Entries for pointing and labeling =
******************************

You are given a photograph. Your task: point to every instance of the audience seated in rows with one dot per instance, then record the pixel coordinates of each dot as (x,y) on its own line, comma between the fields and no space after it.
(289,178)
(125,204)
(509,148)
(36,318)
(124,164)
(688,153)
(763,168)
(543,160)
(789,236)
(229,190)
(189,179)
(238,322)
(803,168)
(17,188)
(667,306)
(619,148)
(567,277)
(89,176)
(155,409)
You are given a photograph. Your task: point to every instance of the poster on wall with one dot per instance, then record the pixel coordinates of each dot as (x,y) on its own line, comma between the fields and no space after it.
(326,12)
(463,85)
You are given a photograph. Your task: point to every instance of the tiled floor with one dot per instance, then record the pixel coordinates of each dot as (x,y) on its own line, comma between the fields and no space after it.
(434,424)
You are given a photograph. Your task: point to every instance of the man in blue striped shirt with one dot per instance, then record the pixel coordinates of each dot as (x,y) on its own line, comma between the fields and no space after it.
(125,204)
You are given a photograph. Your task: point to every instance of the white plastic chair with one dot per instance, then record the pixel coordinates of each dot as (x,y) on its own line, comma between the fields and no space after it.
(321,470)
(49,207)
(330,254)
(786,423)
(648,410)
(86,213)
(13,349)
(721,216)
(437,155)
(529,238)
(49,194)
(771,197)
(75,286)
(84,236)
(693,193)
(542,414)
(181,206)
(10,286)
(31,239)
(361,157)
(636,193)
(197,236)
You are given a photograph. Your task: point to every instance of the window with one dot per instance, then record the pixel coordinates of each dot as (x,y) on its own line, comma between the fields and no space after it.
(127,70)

******************************

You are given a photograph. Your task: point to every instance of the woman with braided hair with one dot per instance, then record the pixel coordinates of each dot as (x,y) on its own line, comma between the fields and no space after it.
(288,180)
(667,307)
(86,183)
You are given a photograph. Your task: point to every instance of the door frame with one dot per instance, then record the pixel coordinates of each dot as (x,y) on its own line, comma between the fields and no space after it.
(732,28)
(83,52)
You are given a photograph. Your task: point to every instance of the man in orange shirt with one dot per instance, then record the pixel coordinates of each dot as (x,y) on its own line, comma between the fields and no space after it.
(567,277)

******************************

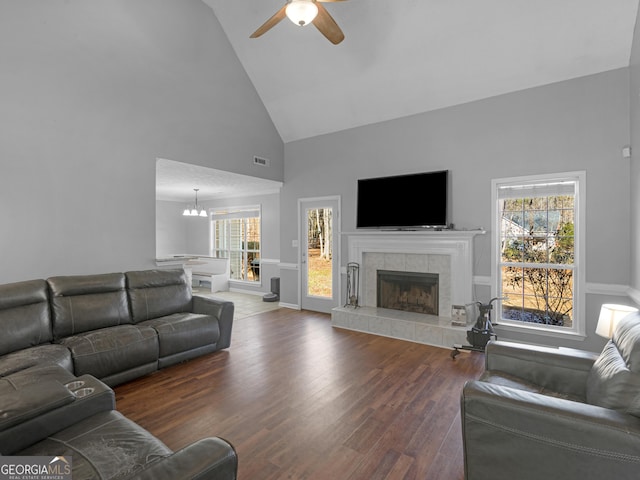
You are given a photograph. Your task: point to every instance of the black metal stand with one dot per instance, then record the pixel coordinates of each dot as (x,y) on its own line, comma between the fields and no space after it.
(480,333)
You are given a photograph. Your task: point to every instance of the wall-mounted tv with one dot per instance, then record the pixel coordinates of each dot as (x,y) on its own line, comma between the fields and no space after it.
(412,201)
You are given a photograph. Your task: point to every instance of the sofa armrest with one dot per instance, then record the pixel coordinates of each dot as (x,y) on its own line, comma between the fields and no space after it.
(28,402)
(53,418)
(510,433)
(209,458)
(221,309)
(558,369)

******************************

Required task = Select every line of the listing above that contains the word "shirt" and copy those lines out in full.

Worked solution =
You are given a photograph. Your task: point to every instance of the man in blue striped shirt with one dot per instance, then record the pixel coordinates of each dot as (x,y) on its own line, comma between the fields and no space after it.
You are given a photograph. Your task: point to every instance of the man in orange shirt with one dot per instance, then record the pixel coordinates of each dot as (x,y) on its own line, comma between the fields and no space after it.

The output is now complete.